→ **Request**
Retype each of the following records word for word, changing nothing.

* * * *

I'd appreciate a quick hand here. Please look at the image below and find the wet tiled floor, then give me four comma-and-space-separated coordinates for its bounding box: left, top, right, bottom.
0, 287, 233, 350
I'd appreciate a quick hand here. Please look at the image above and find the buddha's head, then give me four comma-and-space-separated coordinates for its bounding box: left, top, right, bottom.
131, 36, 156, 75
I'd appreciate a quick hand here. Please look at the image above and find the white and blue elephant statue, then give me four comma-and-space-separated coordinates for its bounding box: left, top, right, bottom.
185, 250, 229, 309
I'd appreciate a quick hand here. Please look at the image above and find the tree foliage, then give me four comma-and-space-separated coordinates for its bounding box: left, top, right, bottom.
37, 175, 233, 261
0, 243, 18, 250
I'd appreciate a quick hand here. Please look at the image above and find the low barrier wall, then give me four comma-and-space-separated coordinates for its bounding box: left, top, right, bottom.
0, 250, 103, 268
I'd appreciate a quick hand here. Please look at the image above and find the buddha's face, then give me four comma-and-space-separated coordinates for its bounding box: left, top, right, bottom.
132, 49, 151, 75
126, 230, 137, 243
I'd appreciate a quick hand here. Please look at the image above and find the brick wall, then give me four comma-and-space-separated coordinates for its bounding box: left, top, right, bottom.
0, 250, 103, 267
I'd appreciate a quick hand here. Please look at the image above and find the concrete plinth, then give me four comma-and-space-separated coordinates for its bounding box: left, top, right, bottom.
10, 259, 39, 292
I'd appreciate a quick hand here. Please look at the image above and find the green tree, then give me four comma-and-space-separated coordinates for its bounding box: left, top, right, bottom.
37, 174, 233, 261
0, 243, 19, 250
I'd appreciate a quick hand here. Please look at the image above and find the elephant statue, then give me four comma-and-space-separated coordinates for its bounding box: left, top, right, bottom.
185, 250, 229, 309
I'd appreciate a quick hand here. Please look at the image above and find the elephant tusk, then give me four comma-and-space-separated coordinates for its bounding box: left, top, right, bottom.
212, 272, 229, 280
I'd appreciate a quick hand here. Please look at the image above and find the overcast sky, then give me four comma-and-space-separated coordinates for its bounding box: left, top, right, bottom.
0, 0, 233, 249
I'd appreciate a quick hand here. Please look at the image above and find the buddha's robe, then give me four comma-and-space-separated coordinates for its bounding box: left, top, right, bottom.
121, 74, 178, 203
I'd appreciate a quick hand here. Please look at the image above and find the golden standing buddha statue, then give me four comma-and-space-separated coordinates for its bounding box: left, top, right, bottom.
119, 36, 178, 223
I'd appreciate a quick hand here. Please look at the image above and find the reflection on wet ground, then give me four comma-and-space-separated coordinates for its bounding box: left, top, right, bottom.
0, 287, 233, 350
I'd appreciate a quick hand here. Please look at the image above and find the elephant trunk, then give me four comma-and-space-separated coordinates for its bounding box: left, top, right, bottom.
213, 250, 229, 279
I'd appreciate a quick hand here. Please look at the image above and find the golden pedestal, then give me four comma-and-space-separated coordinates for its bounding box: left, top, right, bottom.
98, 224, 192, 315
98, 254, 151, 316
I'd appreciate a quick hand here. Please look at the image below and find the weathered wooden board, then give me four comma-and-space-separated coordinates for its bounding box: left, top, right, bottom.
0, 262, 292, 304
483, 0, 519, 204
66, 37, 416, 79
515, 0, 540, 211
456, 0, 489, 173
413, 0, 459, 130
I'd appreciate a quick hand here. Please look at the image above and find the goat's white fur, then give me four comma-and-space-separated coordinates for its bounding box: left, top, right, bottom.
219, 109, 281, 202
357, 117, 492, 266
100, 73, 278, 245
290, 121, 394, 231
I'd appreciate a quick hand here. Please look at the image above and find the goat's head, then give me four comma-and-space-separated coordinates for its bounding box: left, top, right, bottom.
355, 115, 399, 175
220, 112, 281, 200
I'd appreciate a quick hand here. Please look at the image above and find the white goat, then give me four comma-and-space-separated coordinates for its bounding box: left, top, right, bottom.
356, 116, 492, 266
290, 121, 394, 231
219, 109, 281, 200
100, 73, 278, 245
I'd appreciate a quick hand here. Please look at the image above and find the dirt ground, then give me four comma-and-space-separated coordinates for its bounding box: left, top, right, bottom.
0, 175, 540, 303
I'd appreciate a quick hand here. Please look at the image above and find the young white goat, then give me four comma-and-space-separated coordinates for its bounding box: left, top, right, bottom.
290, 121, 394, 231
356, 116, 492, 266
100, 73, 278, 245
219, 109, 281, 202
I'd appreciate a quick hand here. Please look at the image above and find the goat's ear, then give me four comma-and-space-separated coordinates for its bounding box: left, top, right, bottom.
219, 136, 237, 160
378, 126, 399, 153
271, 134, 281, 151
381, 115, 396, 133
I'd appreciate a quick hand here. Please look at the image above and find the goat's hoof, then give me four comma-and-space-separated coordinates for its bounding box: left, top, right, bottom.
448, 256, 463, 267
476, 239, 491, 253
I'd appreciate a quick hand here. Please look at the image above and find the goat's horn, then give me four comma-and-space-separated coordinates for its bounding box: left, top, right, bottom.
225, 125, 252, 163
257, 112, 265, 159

* * * *

→ **Answer in full**
I'd appreciate a quick hand here. Please look at the image below and find the wet tiled floor, then give me four comma-and-space-separated coordinates for its bounding box: left, top, right, bottom.
0, 287, 233, 350
I'd appreciate a quick hand here. Please look at the image above and find the buddha's head, then give me four comma-and-space-separated coordinates for its bounding box: left, top, right, bottom.
131, 36, 156, 75
I'd appreciate a quick hand here. Please look at the image above and find the white and blue elephant statue, then give me four comma-and-space-separated coordinates for its bounding box: left, top, right, bottom.
185, 250, 229, 309
I'd appreciate a quick hand here. Please look at the image above and find the tree foliage, then give me four comma-and-space-separated coordinates for its bounding box: left, top, right, bottom.
37, 175, 233, 261
0, 243, 18, 250
I'd appreciate a quick hand here. Please look at the image above and find the low barrier wall, then give me four comma-and-space-separated coordinates for its bounding box: left, top, right, bottom.
0, 250, 103, 268
I'd appreciate a quick hand here. Please look at the image above and find the buddha's face, then give me four comma-and-space-separated coordinates for its bounding box: left, top, right, bottom.
132, 49, 151, 75
126, 230, 137, 243
I'd appreciate a quick hand here. Please look at the image above and find the brick wall, then give me four comma-and-space-separated coordinates for its bounding box: left, top, right, bottom.
0, 250, 103, 267
I'd appreciate a quick hand here. Please look at the image above and find the concrete plinth, then give me four comma-and-space-separated coordinates for its bounding box: left, top, right, bottom.
10, 259, 39, 292
I'd appreciate a quick hand here. Please look at the image above and find the green tree, then give me four comma-and-space-separated coordinates for its bounding box: left, top, right, bottom.
37, 174, 233, 261
0, 243, 19, 250
I'd appreciate a quick hand here. Please look at the image above and find the elephant statue, then give me four comma-and-space-separated coordinates for its bounding box: left, top, right, bottom.
185, 250, 229, 309
I'd appreciate a quick hand here. Please look at the image above and find the elephant tusk, then give me four comma-and-space-separated coordinates for its bounding box: left, top, right, bottom.
212, 272, 229, 280
I'd appreciate a quick hand here. Please look at the image above and find the overcast sky, then give me four comma-and-space-separated coordinates for its bounding box: left, top, right, bottom.
0, 0, 233, 249
I'd appreciate a quick hand here. Please look at the image above and find the buddha's robe, then give me four comma-and-space-separated coordinates for its bounding box: left, top, right, bottom.
121, 74, 178, 203
I'd appreciate a quick hand here. Please look at the image above and find the golden standing buddha statue, then give me four comma-and-space-separated coordinates for its bounding box: left, top, right, bottom.
119, 36, 178, 223
I'd appreciate a quick hand here. Please look at the image above and find the reflection on wet ground, then give me four comma-and-space-separated coordinates for its bounding box: left, top, right, bottom.
0, 287, 233, 350
I'd appreciate a quick hand here. Please look at the image above and find the elephant trunk, then give me four comma-and-space-separated coordinates for its bounding box: left, top, right, bottom.
213, 250, 229, 279
I'd appreciate a quick hand here. Please look at the image above and find the golden pedestal, then give me four comma-and-space-separated coordinates for its bounding box: left, top, right, bottom.
98, 224, 192, 315
98, 254, 151, 316
I'd appreciate a quick hand here. Please look at the image below and find the weathered wooden board, then give me four comma-and-space-separated coordinates for its bounding box: left, top, right, bottom.
0, 262, 292, 304
483, 0, 519, 204
66, 37, 416, 79
515, 0, 540, 211
456, 0, 489, 173
413, 0, 459, 130
I'd appreciate a quick hand here. Please look at the image above and find the goat's white fur, then give me four comma-and-space-separated coordinates for its bounding box: left, top, right, bottom.
219, 109, 281, 202
357, 117, 492, 266
100, 73, 278, 245
290, 121, 394, 231
I'd appreciate a quick hand here. Please look at the image above and find the goat's head, then give me four comma-and-space-separated coordinates for its bounding box: left, top, right, bottom.
355, 115, 399, 175
220, 112, 281, 200
I'd appreciate a quick hand here. Please look at the image above and find the white goat, then give me four comma-and-space-separated coordinates for its bounding box: left, top, right, bottom.
356, 116, 492, 266
290, 121, 394, 231
219, 109, 281, 200
100, 73, 278, 245
I'd appreciate a quick hand here. Please look at the image above and find the dirt ground, then give me four comma-and-space-separated coordinates for its bounding box: left, top, right, bottom.
0, 175, 540, 303
I'd appreciate a quick hand here. Please look at the image above and find the young white goat, then give me four comma-and-space-separated coordinates for its bounding box: left, top, right, bottom.
290, 121, 394, 231
356, 116, 492, 266
100, 73, 278, 245
219, 109, 281, 202
I'd appreciate a quick hand here. Please look at the image above and find the goat's ear, then give me four comma-and-space-separated coordinates for its bounding box: left, top, right, bottom.
219, 136, 237, 160
378, 126, 399, 153
271, 134, 281, 151
381, 115, 396, 133
I'd appreciate a quick hand here. Please look at the image above and find the goat's hoof, then give me four comma-and-space-separated coordinates for its bounding box: left, top, right, bottom.
448, 256, 463, 267
476, 239, 491, 253
I'd appreciate a quick hand here. Please look at the image above and find the goat's horn, then give me four comma-and-space-separated coordinates for its bounding box: left, top, right, bottom.
225, 125, 252, 163
257, 112, 265, 159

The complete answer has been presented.